═══ EXTRACTED RECORDS ═══

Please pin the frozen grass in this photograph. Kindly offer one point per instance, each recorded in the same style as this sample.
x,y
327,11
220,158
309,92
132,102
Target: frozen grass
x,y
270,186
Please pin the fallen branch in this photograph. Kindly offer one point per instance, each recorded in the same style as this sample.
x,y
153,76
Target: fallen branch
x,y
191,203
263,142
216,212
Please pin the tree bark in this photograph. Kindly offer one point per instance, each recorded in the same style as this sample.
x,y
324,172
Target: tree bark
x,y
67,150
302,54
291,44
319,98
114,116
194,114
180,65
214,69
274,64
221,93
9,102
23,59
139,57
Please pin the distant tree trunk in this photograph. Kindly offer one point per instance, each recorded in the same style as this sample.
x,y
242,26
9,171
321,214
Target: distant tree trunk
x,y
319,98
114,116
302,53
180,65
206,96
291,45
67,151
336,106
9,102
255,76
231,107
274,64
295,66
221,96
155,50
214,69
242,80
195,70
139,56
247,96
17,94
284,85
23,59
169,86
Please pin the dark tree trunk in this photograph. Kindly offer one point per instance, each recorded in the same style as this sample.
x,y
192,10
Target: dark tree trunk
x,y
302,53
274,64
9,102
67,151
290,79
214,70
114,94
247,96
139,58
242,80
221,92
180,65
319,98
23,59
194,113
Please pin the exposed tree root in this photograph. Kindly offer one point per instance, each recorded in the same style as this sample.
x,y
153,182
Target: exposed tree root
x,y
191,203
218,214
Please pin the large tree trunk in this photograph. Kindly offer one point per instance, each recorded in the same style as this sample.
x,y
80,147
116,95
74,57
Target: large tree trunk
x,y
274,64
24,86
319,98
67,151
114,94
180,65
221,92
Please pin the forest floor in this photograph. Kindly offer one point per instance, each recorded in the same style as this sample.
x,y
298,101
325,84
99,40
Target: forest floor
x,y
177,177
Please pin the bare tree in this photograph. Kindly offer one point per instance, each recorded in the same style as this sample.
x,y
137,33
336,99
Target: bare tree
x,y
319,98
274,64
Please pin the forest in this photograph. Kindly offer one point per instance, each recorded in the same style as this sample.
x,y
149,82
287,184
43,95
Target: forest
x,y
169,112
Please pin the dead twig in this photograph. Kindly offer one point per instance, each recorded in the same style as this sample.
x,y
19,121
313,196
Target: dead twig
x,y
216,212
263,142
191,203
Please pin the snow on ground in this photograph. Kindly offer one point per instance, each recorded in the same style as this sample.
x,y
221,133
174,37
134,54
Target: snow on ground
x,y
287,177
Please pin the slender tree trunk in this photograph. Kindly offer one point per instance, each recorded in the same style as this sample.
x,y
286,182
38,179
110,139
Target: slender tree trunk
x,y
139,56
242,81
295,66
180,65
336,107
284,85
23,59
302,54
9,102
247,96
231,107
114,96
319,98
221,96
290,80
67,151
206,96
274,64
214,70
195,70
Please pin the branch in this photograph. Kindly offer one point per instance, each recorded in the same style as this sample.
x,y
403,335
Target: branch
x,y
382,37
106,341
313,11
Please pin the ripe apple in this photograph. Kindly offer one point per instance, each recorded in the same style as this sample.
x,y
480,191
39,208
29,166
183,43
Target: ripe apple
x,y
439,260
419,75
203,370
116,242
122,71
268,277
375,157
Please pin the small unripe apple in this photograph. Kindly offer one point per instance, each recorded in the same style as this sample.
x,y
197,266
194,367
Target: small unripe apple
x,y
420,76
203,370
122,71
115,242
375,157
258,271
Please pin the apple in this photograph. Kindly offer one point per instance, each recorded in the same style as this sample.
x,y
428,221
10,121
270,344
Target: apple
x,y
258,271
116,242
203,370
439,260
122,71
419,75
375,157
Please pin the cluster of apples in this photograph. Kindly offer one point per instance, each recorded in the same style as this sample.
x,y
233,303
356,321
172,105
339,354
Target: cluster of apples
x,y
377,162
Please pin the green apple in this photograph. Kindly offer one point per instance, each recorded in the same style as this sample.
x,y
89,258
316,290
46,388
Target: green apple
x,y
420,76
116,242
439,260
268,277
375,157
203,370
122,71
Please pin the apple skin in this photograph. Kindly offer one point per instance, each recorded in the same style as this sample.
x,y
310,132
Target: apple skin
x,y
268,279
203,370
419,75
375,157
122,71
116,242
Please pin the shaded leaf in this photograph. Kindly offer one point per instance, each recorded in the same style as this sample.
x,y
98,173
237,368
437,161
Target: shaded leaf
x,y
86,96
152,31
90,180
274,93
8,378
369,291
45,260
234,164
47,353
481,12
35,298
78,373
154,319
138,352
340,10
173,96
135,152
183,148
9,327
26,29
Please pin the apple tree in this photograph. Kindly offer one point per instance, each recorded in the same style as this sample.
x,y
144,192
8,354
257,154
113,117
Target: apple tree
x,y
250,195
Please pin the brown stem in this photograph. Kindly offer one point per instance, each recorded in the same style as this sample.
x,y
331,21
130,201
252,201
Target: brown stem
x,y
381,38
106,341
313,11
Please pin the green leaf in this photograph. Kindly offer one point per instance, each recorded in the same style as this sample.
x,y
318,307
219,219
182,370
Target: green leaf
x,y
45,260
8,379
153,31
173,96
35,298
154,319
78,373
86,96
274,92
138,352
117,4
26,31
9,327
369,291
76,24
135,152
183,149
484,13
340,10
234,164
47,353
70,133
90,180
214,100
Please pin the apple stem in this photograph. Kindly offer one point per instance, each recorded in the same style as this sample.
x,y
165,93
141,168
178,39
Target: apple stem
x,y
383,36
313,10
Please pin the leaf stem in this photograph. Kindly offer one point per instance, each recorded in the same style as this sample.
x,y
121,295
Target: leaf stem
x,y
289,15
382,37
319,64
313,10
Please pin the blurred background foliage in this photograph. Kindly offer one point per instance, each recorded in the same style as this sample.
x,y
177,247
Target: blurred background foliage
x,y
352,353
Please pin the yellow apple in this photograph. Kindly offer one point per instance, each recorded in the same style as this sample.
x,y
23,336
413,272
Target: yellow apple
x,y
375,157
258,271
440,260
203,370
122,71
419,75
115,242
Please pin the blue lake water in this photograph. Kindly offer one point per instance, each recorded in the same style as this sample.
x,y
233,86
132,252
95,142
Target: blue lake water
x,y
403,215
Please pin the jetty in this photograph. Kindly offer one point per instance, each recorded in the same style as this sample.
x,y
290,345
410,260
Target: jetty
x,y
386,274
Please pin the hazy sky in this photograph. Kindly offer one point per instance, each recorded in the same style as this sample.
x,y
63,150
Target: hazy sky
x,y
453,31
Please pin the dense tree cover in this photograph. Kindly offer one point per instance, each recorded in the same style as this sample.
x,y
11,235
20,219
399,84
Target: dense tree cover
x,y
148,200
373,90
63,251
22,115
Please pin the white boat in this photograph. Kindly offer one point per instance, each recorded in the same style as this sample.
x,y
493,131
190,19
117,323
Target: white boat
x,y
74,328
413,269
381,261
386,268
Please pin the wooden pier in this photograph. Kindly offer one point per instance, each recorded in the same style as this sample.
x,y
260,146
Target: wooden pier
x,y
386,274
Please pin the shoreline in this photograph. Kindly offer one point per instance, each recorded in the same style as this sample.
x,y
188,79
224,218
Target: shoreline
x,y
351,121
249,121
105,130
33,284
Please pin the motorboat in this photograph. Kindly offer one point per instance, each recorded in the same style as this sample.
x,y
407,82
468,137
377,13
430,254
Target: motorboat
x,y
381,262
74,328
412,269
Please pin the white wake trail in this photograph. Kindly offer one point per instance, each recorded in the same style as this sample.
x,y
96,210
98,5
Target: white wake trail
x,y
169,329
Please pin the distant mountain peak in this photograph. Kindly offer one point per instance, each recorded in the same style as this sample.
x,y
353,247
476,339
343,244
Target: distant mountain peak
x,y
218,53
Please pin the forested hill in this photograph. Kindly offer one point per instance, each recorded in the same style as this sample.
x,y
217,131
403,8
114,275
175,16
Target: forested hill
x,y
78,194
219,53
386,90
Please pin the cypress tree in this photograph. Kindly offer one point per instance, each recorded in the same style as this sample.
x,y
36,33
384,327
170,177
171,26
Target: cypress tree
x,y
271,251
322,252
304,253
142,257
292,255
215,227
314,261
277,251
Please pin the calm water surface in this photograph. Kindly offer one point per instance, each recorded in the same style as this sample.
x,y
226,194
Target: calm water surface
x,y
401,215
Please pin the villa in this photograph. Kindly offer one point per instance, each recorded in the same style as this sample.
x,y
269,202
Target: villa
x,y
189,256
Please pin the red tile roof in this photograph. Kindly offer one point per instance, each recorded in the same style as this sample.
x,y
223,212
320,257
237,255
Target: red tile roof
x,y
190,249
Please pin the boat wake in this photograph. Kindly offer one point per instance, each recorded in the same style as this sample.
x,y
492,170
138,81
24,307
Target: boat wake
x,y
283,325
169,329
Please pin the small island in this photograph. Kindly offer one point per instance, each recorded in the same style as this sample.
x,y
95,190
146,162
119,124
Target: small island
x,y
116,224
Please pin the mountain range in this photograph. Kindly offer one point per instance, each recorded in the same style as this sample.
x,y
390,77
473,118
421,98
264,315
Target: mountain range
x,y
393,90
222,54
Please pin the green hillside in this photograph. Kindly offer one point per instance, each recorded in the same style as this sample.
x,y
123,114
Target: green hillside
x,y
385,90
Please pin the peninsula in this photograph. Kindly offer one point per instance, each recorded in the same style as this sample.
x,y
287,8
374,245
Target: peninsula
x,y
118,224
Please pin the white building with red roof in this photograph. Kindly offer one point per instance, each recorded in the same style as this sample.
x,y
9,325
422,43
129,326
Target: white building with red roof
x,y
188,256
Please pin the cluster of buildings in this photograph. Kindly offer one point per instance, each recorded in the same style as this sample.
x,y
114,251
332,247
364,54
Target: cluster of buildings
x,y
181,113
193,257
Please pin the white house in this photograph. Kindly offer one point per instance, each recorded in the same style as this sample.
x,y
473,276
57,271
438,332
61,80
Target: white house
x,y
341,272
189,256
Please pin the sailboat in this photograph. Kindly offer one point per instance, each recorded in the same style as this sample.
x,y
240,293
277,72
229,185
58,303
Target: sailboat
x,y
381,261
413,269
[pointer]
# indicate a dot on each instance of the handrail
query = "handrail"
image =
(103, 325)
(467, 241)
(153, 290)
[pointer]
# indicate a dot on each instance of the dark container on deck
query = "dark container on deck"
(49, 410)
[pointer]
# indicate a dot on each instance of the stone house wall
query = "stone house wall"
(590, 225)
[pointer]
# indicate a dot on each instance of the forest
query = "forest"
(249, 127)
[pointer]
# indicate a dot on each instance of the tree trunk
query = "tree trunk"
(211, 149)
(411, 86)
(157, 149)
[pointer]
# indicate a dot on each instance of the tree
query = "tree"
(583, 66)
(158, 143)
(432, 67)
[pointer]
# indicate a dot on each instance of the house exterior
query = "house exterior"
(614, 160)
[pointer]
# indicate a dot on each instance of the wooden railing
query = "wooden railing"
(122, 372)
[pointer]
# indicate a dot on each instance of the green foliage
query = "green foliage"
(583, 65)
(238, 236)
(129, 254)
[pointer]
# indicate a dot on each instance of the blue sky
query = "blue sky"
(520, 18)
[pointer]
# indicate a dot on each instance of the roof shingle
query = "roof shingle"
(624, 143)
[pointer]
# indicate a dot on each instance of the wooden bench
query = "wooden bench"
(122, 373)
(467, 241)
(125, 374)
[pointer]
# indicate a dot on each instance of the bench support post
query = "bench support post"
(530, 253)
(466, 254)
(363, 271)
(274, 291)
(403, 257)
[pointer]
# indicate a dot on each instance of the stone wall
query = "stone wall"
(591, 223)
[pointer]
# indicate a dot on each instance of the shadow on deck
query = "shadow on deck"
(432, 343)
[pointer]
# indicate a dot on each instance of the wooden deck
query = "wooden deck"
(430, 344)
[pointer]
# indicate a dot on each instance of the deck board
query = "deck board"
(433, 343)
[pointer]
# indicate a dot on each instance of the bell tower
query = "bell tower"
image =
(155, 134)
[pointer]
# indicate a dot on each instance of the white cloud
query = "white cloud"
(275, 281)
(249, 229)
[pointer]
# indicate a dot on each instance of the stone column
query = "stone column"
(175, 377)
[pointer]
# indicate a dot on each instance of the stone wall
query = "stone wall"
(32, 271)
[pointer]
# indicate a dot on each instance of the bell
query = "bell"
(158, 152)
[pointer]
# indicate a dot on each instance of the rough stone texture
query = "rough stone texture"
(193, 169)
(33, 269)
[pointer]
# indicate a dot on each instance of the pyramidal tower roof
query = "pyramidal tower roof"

═══

WHAT TO DO
How many lines in the records hold the string "pyramidal"? Reply with the number only.

OUTPUT
2